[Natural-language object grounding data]
+--
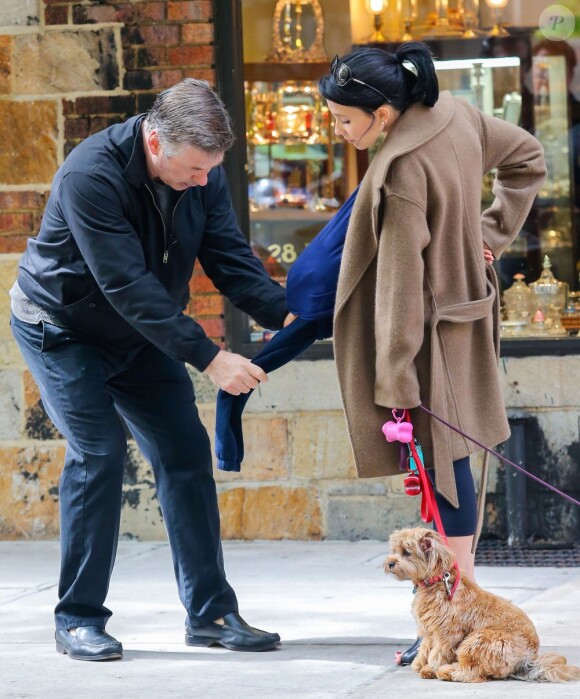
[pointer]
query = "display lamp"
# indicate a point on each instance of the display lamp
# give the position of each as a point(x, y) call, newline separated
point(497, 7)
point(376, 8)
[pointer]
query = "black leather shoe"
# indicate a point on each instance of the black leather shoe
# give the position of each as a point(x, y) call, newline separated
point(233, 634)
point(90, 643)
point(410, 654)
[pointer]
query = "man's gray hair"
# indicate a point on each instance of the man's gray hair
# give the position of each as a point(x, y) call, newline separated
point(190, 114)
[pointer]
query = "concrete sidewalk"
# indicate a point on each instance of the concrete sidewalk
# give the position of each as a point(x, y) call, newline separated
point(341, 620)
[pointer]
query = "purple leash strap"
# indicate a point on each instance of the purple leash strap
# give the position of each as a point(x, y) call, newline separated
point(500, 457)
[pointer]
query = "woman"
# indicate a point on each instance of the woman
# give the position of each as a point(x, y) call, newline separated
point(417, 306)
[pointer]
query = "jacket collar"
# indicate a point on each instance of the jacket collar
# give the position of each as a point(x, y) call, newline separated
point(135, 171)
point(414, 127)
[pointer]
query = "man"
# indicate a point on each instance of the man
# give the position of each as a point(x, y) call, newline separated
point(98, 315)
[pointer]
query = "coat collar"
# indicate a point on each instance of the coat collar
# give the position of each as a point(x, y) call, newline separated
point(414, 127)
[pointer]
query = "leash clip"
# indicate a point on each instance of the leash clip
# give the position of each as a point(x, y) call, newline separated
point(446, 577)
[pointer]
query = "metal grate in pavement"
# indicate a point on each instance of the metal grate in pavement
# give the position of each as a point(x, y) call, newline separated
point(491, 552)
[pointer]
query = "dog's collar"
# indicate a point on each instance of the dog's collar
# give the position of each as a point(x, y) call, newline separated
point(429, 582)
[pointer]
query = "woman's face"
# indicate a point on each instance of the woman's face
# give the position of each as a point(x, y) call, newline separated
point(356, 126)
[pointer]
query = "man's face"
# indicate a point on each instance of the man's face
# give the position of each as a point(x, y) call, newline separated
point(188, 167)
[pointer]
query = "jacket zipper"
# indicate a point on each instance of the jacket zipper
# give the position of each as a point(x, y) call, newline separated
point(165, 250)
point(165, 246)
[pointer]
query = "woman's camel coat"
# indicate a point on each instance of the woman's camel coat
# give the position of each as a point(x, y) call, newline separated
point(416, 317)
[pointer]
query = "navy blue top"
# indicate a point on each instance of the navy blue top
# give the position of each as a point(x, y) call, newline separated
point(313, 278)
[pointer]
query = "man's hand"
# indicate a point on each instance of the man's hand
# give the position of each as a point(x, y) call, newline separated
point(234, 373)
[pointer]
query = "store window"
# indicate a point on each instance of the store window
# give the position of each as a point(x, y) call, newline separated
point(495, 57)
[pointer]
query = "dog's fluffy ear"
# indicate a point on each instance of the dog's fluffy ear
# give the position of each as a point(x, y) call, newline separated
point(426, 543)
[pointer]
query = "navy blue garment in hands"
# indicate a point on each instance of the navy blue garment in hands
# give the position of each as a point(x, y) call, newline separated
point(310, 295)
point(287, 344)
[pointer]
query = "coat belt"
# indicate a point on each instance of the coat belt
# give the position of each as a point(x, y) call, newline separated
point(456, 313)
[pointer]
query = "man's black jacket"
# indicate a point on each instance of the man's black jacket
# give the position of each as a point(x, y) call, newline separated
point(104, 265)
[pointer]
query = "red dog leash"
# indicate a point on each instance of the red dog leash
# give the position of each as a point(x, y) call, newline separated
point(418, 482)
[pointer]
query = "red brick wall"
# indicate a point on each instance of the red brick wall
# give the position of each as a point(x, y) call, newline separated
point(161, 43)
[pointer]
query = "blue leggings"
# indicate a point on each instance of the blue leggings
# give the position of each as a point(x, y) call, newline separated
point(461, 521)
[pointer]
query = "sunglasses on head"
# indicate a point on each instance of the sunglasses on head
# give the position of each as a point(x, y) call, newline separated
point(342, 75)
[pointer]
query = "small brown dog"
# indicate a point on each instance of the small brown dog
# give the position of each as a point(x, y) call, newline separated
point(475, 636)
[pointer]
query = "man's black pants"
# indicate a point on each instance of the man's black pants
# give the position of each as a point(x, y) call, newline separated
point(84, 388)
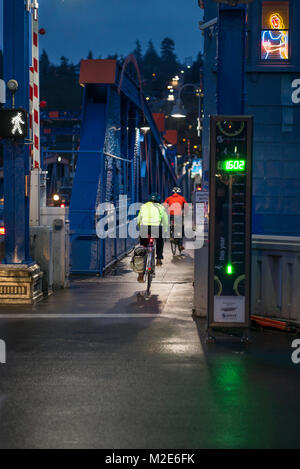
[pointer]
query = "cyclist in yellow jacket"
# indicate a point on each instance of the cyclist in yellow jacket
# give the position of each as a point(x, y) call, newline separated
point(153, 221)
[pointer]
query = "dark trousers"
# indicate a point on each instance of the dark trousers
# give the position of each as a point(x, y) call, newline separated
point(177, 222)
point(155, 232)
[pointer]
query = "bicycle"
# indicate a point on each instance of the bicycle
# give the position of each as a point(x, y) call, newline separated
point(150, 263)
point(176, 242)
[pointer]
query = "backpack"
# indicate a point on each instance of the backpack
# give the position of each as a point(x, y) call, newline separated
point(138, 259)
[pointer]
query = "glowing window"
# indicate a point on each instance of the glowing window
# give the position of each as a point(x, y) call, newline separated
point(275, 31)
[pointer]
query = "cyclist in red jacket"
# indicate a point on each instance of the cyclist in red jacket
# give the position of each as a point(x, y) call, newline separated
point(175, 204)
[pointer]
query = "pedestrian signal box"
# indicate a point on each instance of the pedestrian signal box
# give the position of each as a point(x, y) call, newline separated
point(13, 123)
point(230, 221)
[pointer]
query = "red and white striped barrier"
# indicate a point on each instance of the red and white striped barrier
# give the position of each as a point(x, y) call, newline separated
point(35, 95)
+--
WHAT YOU ARE ASKED TO DO
Check each line of the records for "navy" and copy the ones that contain it.

TASK OUTPUT
query = "navy blue top"
# indicate a point on each instance of the navy blue top
query = "navy blue garment in hands"
# indicate a point on each instance of the navy blue garment in hands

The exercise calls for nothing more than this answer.